How to complete this task = Every single entry that follows is to be retyped exactly.

==== Listed records

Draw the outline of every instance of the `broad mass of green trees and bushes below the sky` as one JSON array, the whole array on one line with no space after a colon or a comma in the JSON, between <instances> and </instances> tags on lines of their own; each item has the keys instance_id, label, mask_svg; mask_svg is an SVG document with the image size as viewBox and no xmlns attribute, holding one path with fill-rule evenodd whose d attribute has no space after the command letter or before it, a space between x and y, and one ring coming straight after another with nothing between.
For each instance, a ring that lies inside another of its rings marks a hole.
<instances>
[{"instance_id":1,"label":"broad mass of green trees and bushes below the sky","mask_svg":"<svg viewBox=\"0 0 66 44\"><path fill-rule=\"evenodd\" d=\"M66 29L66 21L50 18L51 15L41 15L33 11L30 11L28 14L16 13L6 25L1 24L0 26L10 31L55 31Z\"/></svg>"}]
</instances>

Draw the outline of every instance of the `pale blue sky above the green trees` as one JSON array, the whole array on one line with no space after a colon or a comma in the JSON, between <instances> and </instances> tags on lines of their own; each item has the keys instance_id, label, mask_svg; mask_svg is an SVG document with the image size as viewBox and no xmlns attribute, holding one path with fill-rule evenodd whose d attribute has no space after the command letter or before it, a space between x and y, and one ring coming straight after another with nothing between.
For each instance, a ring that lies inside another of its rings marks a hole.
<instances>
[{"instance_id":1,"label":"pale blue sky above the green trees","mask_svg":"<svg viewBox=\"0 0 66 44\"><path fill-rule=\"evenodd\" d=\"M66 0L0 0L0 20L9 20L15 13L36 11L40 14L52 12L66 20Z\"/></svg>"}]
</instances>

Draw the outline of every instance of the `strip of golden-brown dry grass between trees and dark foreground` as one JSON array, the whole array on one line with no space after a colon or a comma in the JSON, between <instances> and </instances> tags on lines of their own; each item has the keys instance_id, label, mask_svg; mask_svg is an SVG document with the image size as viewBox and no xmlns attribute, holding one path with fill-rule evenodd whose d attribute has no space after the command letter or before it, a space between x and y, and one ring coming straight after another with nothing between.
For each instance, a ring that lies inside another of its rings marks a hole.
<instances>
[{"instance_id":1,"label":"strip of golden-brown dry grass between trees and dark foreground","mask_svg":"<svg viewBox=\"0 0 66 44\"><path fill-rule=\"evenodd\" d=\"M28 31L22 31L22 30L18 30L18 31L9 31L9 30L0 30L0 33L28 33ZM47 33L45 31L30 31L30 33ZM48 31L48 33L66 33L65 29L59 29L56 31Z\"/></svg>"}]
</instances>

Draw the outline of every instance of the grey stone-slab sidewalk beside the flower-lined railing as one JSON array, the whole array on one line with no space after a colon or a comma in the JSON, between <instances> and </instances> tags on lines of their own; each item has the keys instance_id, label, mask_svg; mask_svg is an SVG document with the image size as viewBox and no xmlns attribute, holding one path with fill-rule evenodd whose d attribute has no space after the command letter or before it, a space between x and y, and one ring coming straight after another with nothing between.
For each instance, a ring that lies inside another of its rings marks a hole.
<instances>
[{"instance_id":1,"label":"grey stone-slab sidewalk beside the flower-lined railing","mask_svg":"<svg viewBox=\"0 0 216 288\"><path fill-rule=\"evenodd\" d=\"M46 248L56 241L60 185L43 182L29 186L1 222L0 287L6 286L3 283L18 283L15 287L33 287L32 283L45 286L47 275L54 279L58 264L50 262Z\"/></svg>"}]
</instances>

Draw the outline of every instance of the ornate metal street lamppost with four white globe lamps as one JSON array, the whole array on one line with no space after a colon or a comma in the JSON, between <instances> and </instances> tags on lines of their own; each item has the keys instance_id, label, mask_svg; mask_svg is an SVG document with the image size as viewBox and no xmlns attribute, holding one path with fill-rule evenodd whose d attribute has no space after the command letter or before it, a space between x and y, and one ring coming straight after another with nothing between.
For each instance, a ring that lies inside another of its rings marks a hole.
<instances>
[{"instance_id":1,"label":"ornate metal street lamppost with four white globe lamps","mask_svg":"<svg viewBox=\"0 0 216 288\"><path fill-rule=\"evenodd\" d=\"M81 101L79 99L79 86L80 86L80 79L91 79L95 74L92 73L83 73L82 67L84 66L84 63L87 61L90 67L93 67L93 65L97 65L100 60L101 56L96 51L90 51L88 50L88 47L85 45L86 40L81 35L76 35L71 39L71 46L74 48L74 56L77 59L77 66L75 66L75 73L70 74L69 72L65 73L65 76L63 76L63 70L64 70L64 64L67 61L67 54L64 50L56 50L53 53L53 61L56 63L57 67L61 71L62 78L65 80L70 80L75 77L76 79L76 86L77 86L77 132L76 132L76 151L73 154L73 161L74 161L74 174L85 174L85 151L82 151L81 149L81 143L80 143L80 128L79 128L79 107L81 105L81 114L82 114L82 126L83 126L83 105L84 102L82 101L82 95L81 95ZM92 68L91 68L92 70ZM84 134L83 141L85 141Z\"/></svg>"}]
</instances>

========

Reply =
Draw the outline of every instance of the `broad mass of green trees and bushes below the sky` as one JSON array, the whole array on one line with no space after a colon or a comma in the JSON, between <instances> and </instances> tags on lines of their own; each item has the keys instance_id, label, mask_svg; mask_svg is an SVG document with the image size as viewBox and no xmlns attribute, holding one path with fill-rule evenodd whose d attribute has no space after the command letter or before it, a space between x and y, and one ring coming straight after another with nothing between.
For each instance, a ring that lies inside another of its rings marks a hole.
<instances>
[{"instance_id":1,"label":"broad mass of green trees and bushes below the sky","mask_svg":"<svg viewBox=\"0 0 66 44\"><path fill-rule=\"evenodd\" d=\"M66 29L66 21L50 18L51 15L41 15L33 11L30 11L28 14L16 13L6 25L1 24L0 26L10 31L55 31Z\"/></svg>"}]
</instances>

Draw the outline of every instance of the `pale blue sky above the green trees` as one JSON array, the whole array on one line with no space after a colon or a comma in the JSON, between <instances> and </instances> tags on lines of their own; each item has the keys instance_id, label, mask_svg; mask_svg is an SVG document with the image size as viewBox and no xmlns attribute, holding one path with fill-rule evenodd whose d attribute has no space after the command letter or before it, a space between x and y, and one ring coming straight after another with nothing between.
For each instance, a ring that lies inside another of its rings marks a hole.
<instances>
[{"instance_id":1,"label":"pale blue sky above the green trees","mask_svg":"<svg viewBox=\"0 0 66 44\"><path fill-rule=\"evenodd\" d=\"M66 0L0 0L0 20L9 20L15 13L36 11L40 14L52 12L66 20Z\"/></svg>"}]
</instances>

Draw the outline of every instance of the `strip of golden-brown dry grass between trees and dark foreground` as one JSON array, the whole array on one line with no space after a colon or a comma in the JSON, between <instances> and </instances> tags on lines of their own; each item has the keys instance_id, label, mask_svg; mask_svg is an SVG document with the image size as viewBox and no xmlns attribute, holding one path with fill-rule evenodd whose d attribute has no space after the command letter or before it, a space between x and y, and one ring coming straight after another with nothing between.
For each instance, a ring that lies inside another of its rings marks a hole.
<instances>
[{"instance_id":1,"label":"strip of golden-brown dry grass between trees and dark foreground","mask_svg":"<svg viewBox=\"0 0 66 44\"><path fill-rule=\"evenodd\" d=\"M28 31L22 31L22 30L18 30L18 31L9 31L9 30L0 30L0 33L28 33ZM47 33L45 31L30 31L30 33ZM48 31L48 33L66 33L65 29L59 29L56 31Z\"/></svg>"}]
</instances>

Draw the outline of every instance of the grey stone-slab sidewalk beside the flower-lined railing as one JSON array, the whole array on one line with no space after a colon or a comma in the JSON, between <instances> and </instances> tags on lines of their own; each item has the keys instance_id, label, mask_svg; mask_svg is an SVG document with the image size as viewBox and no xmlns attribute, holding one path with fill-rule evenodd whose d attribute has no space after the command letter or before it, a space between x and y, and one ring coming straight after another with nothing between.
For each instance, a ring that lies inside another of its rings marks a hole.
<instances>
[{"instance_id":1,"label":"grey stone-slab sidewalk beside the flower-lined railing","mask_svg":"<svg viewBox=\"0 0 216 288\"><path fill-rule=\"evenodd\" d=\"M46 248L56 241L60 185L43 182L29 186L1 222L0 287L6 286L3 283L18 283L15 287L33 287L32 283L45 286L47 275L54 279L58 264L50 262Z\"/></svg>"}]
</instances>

Draw the outline of every instance of the ornate metal street lamppost with four white globe lamps as one JSON array, the whole array on one line with no space after a colon or a comma in the JSON, between <instances> and </instances> tags on lines of their own; each item has the keys instance_id, label, mask_svg; mask_svg is an SVG document with the image size as viewBox and no xmlns attribute, holding one path with fill-rule evenodd whose d attribute has no space after the command letter or before it, a space between x and y, and one ring coming straight after another with nothing between.
For each instance, a ring that lies inside another of its rings marks a hole.
<instances>
[{"instance_id":1,"label":"ornate metal street lamppost with four white globe lamps","mask_svg":"<svg viewBox=\"0 0 216 288\"><path fill-rule=\"evenodd\" d=\"M81 101L79 99L79 86L80 86L80 79L91 79L95 74L92 73L83 73L82 67L84 66L84 63L87 61L90 67L93 67L93 65L97 65L100 60L101 56L96 51L90 51L88 50L88 47L85 45L86 40L81 35L76 35L71 39L71 46L74 48L74 56L77 59L77 66L75 66L75 73L70 74L69 72L65 73L65 76L63 76L63 70L64 70L64 64L67 61L67 54L64 50L56 50L53 53L53 61L56 63L57 67L61 71L62 78L65 80L70 80L75 77L76 79L76 86L77 86L77 132L76 132L76 151L73 154L73 161L74 161L74 174L85 174L85 151L82 151L81 149L81 143L80 143L80 128L79 128L79 107L81 105L81 114L82 114L82 126L83 126L83 105L84 102L82 101L82 95L81 95ZM92 68L91 68L92 70ZM84 134L83 141L85 141Z\"/></svg>"}]
</instances>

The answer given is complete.